Exercise requirements -
How many lines in the items below contain the string "shoes"? Case counts, and the reply should be only the number.

--- BEGIN Data provided ---

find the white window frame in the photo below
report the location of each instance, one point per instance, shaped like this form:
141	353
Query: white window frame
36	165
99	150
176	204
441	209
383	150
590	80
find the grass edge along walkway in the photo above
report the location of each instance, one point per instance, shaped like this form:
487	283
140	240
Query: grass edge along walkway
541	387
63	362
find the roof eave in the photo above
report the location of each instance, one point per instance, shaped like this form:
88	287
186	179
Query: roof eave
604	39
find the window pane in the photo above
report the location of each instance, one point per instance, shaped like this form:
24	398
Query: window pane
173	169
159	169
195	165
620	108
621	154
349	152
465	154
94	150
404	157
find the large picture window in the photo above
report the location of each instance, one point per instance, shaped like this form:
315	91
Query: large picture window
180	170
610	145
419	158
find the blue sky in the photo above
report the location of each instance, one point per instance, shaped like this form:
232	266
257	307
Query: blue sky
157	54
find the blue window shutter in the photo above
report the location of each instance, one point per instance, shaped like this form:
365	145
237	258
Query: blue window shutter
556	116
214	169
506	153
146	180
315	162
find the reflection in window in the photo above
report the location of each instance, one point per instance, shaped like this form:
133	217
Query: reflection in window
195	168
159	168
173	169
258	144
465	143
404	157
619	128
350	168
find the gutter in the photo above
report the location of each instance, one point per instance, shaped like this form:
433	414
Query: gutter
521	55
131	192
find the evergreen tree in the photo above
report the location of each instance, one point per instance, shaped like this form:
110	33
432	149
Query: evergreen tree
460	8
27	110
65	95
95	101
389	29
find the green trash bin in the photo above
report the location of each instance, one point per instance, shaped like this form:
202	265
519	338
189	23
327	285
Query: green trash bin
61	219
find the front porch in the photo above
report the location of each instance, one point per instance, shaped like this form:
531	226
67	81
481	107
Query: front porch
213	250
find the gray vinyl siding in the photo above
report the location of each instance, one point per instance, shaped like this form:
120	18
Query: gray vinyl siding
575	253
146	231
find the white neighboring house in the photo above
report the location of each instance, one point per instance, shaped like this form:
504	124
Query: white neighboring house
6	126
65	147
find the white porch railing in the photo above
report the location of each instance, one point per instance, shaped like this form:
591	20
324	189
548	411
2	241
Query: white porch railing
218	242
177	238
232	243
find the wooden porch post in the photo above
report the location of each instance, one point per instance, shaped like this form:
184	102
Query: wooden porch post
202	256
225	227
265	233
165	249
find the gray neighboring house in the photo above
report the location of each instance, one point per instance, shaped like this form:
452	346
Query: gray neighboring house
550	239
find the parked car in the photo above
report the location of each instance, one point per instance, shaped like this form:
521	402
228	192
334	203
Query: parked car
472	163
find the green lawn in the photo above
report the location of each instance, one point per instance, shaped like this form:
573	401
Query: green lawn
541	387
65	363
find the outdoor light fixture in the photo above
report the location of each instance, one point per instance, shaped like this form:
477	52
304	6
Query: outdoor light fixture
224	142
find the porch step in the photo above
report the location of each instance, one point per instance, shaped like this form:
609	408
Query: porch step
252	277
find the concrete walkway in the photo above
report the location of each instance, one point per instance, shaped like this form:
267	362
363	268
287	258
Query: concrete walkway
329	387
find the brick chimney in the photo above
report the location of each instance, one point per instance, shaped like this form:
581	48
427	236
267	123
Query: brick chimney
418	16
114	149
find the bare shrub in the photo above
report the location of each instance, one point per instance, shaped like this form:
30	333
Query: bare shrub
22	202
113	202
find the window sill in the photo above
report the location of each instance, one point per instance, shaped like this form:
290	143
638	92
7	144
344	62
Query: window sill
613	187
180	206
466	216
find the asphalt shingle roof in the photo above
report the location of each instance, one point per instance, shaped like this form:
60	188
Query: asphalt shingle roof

--- END Data provided ---
--- BEGIN Data provided ---

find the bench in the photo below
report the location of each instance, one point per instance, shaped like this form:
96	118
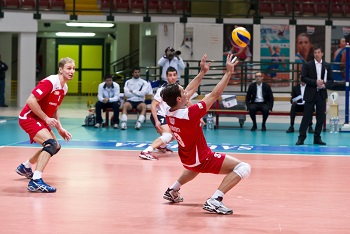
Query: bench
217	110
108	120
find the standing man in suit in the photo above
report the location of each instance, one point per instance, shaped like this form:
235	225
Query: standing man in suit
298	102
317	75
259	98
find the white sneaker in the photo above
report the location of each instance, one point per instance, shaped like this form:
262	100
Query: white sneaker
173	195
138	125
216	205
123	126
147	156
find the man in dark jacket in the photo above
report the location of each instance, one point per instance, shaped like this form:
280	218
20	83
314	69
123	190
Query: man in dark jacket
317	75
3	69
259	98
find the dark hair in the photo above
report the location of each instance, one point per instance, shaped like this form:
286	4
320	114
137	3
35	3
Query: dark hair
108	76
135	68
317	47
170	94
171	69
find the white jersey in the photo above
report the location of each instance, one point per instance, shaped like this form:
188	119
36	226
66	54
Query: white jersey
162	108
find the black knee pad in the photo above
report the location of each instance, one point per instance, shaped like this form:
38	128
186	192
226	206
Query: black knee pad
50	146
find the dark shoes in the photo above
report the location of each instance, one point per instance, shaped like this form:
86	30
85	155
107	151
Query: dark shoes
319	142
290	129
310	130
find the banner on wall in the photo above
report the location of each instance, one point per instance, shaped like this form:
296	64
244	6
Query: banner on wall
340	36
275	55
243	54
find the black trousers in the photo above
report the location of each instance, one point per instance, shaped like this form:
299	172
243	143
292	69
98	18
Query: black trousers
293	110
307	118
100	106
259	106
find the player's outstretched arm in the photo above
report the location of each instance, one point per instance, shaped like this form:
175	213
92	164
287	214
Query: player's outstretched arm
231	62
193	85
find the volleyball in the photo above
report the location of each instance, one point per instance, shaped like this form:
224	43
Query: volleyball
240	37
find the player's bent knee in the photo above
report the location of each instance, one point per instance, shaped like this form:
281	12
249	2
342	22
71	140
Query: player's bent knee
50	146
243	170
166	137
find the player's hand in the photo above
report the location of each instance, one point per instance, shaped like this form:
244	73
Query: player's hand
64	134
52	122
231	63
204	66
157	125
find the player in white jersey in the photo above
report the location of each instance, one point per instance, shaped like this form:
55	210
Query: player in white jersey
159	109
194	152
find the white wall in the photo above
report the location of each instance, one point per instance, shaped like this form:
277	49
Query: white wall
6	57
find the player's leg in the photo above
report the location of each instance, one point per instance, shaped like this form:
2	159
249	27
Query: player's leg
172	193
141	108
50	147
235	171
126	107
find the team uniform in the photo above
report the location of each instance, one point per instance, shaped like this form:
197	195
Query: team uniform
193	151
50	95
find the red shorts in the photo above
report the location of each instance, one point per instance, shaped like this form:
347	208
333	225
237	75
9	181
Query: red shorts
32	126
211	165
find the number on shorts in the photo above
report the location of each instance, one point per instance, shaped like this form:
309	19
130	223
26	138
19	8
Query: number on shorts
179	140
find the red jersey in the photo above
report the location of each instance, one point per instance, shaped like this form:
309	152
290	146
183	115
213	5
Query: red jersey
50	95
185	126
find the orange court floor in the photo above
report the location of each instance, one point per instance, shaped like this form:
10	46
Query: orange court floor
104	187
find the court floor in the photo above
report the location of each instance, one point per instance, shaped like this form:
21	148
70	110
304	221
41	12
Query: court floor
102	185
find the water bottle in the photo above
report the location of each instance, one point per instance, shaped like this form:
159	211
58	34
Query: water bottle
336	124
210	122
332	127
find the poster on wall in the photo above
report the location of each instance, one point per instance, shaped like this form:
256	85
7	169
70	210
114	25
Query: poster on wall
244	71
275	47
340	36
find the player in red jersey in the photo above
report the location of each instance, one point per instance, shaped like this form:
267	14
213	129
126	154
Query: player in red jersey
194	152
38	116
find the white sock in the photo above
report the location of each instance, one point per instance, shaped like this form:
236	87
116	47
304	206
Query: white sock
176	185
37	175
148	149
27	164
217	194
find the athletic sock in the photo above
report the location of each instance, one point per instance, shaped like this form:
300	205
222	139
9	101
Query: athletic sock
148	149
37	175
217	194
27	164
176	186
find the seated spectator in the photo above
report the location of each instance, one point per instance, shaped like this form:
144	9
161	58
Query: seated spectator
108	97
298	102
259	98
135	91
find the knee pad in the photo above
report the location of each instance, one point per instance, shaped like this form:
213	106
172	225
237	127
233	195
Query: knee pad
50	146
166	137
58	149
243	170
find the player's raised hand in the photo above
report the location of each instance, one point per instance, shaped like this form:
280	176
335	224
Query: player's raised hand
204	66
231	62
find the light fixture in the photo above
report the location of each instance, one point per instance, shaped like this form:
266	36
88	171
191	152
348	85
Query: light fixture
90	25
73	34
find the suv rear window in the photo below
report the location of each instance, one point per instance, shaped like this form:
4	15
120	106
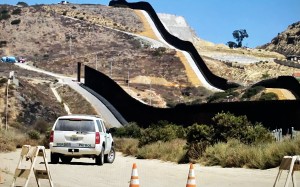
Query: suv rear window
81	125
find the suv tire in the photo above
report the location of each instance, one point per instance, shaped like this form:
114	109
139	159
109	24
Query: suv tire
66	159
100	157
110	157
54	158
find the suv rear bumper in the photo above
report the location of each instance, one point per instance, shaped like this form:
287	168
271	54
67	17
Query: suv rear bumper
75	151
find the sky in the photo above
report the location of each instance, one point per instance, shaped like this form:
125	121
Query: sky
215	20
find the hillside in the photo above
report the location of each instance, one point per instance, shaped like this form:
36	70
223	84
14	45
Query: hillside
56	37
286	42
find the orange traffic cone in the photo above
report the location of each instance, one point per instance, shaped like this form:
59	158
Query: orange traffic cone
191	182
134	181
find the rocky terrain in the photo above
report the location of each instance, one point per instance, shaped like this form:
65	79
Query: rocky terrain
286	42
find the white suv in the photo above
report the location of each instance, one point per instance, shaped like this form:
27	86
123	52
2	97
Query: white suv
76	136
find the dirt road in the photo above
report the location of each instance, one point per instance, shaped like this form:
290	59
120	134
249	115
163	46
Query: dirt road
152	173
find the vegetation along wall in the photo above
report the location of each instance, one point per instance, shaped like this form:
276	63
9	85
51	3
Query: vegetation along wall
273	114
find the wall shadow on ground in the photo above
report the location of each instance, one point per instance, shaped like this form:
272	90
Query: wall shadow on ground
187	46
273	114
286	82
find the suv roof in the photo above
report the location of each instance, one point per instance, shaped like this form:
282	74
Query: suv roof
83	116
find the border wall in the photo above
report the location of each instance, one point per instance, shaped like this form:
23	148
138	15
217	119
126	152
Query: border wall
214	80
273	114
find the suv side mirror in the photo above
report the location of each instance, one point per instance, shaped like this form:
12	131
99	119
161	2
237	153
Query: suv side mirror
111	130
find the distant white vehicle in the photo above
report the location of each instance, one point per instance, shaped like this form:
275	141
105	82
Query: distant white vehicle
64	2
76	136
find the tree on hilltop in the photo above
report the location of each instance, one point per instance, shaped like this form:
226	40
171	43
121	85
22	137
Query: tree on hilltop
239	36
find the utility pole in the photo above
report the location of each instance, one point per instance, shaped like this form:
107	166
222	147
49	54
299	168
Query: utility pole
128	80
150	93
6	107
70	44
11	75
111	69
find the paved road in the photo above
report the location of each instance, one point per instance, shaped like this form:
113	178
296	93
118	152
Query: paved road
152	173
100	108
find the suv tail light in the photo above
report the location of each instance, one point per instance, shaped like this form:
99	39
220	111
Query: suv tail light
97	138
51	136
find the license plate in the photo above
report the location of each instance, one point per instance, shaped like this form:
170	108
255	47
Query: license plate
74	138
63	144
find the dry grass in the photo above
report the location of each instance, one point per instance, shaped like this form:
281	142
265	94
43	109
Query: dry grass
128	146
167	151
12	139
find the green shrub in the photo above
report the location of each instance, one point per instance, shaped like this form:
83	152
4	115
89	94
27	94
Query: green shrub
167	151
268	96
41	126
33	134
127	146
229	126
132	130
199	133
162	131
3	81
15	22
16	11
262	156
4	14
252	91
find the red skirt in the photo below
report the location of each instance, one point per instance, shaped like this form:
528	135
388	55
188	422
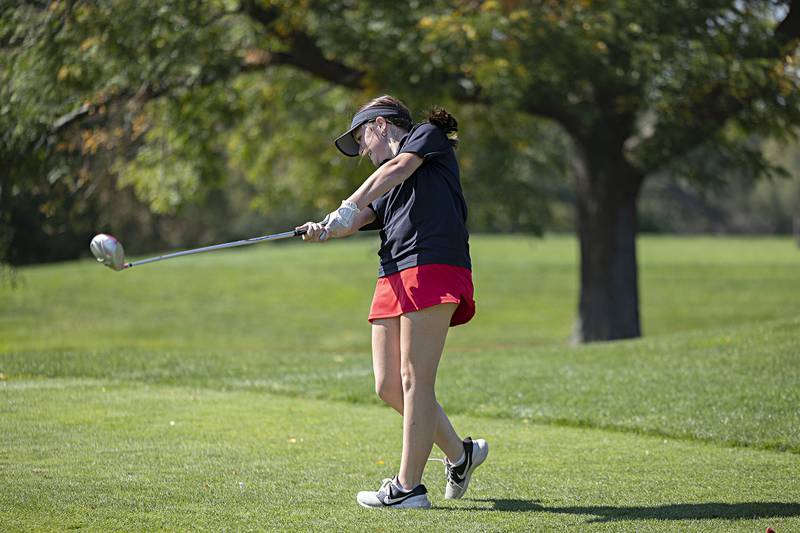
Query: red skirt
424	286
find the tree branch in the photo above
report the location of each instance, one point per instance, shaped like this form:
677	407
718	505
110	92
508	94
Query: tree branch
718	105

--- END Data provided ---
--- BEGIN Data provided ---

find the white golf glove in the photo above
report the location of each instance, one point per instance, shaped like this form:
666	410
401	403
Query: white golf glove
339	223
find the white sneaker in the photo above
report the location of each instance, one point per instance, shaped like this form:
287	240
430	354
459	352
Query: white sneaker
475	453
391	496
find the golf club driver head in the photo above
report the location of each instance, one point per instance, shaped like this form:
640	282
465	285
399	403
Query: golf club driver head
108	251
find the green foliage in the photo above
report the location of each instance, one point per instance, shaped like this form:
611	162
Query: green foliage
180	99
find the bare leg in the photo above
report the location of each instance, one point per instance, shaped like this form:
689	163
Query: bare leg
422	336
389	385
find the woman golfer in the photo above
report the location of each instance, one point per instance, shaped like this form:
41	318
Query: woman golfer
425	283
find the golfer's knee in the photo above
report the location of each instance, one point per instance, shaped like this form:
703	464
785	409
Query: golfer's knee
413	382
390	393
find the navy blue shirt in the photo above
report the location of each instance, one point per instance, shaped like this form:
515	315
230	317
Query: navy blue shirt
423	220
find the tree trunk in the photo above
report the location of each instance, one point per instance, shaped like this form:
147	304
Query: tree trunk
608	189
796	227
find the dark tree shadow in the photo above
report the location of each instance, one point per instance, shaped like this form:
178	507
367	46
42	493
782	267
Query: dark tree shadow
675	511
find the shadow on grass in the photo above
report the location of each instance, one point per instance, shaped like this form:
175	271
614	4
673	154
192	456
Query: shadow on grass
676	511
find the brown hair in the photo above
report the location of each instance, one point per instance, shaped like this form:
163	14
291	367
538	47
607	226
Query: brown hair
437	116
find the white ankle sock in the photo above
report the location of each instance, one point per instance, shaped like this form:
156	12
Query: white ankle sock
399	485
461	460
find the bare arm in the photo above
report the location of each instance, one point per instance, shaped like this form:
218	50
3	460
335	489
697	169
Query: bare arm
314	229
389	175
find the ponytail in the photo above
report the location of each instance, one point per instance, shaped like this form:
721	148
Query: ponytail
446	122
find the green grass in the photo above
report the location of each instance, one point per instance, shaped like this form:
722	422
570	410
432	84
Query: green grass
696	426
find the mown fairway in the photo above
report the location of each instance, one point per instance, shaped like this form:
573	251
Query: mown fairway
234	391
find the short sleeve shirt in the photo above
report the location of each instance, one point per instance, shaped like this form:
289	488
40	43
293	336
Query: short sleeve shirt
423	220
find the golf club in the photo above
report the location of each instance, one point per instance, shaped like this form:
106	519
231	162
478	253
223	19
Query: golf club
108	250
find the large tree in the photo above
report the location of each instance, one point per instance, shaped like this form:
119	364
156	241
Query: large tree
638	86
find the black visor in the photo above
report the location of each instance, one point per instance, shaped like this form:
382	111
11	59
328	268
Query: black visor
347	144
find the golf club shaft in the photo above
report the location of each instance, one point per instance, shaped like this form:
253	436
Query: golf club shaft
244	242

--- END Data provided ---

Answer in full -
2